───── Listed entries
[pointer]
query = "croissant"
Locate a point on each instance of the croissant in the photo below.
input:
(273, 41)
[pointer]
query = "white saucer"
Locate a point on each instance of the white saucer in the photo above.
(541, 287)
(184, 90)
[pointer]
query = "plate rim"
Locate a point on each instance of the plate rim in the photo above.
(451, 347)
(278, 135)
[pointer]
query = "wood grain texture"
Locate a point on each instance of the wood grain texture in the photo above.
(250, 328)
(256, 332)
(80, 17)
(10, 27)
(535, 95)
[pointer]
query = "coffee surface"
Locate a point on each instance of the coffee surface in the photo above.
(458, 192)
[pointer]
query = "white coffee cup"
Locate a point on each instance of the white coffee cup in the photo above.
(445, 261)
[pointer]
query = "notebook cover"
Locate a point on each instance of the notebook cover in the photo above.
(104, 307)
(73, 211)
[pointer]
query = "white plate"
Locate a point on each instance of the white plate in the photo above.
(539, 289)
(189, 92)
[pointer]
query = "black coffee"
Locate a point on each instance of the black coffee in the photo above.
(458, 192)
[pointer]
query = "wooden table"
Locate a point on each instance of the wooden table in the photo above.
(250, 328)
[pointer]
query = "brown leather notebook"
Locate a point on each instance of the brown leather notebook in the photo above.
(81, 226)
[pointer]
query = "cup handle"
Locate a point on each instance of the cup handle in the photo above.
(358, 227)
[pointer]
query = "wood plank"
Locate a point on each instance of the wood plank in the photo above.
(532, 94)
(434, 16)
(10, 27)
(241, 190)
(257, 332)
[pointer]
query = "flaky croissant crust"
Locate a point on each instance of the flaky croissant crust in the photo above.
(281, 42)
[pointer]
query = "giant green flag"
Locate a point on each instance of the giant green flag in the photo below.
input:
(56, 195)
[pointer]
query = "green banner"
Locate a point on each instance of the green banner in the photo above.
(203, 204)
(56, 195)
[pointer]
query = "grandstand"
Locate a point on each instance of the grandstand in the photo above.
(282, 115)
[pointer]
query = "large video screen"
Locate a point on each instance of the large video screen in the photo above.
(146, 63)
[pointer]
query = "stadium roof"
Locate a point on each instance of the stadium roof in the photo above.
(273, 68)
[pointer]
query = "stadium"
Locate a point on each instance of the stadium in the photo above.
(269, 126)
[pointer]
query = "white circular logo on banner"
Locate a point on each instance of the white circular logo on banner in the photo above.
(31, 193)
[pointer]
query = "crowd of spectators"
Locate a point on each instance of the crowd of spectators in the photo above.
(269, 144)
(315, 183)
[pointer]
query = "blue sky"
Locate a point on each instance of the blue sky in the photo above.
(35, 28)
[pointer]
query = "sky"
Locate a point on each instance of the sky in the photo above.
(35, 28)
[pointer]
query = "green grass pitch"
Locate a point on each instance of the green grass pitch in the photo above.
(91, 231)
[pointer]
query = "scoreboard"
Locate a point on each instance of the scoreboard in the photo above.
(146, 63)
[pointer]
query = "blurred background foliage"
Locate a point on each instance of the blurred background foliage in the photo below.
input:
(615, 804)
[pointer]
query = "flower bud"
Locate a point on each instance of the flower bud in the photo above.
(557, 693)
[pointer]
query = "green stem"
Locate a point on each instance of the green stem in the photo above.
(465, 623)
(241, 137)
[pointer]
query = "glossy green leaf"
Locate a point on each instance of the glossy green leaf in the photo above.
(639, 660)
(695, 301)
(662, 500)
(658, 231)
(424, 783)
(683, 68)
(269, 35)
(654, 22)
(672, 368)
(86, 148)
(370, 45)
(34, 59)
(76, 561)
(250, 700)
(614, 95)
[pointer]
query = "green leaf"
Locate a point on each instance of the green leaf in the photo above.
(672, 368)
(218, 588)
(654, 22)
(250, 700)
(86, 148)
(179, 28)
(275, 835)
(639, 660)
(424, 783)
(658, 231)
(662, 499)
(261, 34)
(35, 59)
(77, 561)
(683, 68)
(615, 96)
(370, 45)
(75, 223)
──────────
## Task details
All the entries above need to be reproduced exactly.

## Written solution
[pointer]
query = "croissant"
Locate a point on each instance of the croissant in the photo below.
input:
(273, 41)
[pointer]
query = "white saucer"
Locate a point on each instance of the white saucer in the photo above.
(541, 287)
(184, 90)
[pointer]
query = "plate rim"
Locate a point on each instance of the plate rim in the photo above.
(451, 347)
(278, 135)
[pointer]
query = "wood grain texture"
Locate a point on each instance of the wood grain texture in the photo above.
(250, 328)
(256, 332)
(80, 17)
(10, 27)
(535, 95)
[pointer]
query = "coffee surface"
Locate a point on each instance of the coffee surface in the photo above.
(458, 192)
[pointer]
query = "white coffee cup"
Locate a point on each instance of the white coffee cup in the photo above.
(445, 261)
[pointer]
query = "notebook cover"
Locate a point on each instance of the notebook cover in the photo above.
(104, 307)
(73, 211)
[pointer]
query = "white plate"
Locate a point on each instance of the white plate in the photo above.
(539, 289)
(189, 92)
[pointer]
query = "black coffee"
Locate a point on each instance of the black coffee in the photo above.
(458, 192)
[pointer]
query = "wooden table"
Locate a point on each instance of the wooden table in the photo above.
(250, 328)
[pointer]
query = "brown leather notebook"
Locate a point on each instance of the brown leather notebook in the photo above.
(81, 226)
[pointer]
query = "cup handle"
Locate a point on each instance of the cup handle in the photo above.
(358, 227)
[pointer]
query = "wood plank"
Locate a point on each instance of the wood plank in the photo above.
(532, 94)
(434, 16)
(10, 27)
(241, 190)
(257, 332)
[pointer]
query = "flaky croissant crust"
Locate a point on each instance of the flaky croissant crust in the photo above.
(281, 42)
[pointer]
query = "giant green flag"
Locate a point on each instance of the giant green flag in the photo below.
input:
(56, 195)
[pointer]
query = "green banner"
Locate a point on each instance of the green banner in the photo above.
(203, 204)
(56, 195)
[pointer]
query = "grandstand"
Locate a point on each instance of the grandstand in the photo above.
(282, 115)
[pointer]
query = "large video screen"
Locate a point on each instance of the large video screen in the photo above.
(146, 63)
[pointer]
query = "stadium roof"
Locate a point on each instance of the stadium roof in the photo above.
(273, 68)
[pointer]
query = "stadium"
Locate a point on each instance of the stadium in the photo above.
(269, 126)
[pointer]
query = "white circular logo on banner"
Locate a point on each instance of the white circular logo on banner in the photo above.
(31, 193)
[pointer]
query = "crowd of spectators"
Locate a point on each instance of the crowd of spectators in the photo above.
(269, 144)
(315, 183)
[pointer]
query = "blue sky"
Locate a point on each instance of the blue sky in the photo above.
(35, 28)
[pointer]
query = "sky"
Locate a point on each instance of the sky in the photo above.
(35, 28)
[pointer]
query = "green grass pitch"
Locate a point on each instance of the green grass pitch in the photo above.
(91, 231)
[pointer]
query = "scoreboard"
Locate a point on each instance of the scoreboard in the photo above.
(146, 63)
[pointer]
query = "blurred background foliage"
Locate a point on each instance of the blurred background foliage in the photo below.
input:
(615, 804)
[pointer]
query = "flower bud"
Locate a point on each instance of the flower bud in the photo above.
(557, 693)
[pointer]
query = "green stem"
Locate a point on each instance of the green stem in the photo above.
(465, 623)
(241, 137)
[pointer]
query = "glossy green leaf"
Locate a point on each instance of the glossy green leaf in the photo above.
(639, 660)
(695, 301)
(662, 500)
(658, 231)
(424, 783)
(683, 68)
(269, 35)
(654, 22)
(672, 368)
(86, 148)
(370, 45)
(34, 59)
(76, 561)
(250, 700)
(614, 95)
[pointer]
query = "green leaf"
Locate a point on each instance of the green leaf in the photo above.
(672, 368)
(218, 588)
(654, 22)
(250, 700)
(86, 148)
(179, 28)
(275, 835)
(639, 660)
(424, 783)
(658, 231)
(662, 499)
(261, 34)
(35, 59)
(77, 561)
(683, 68)
(615, 96)
(370, 45)
(75, 223)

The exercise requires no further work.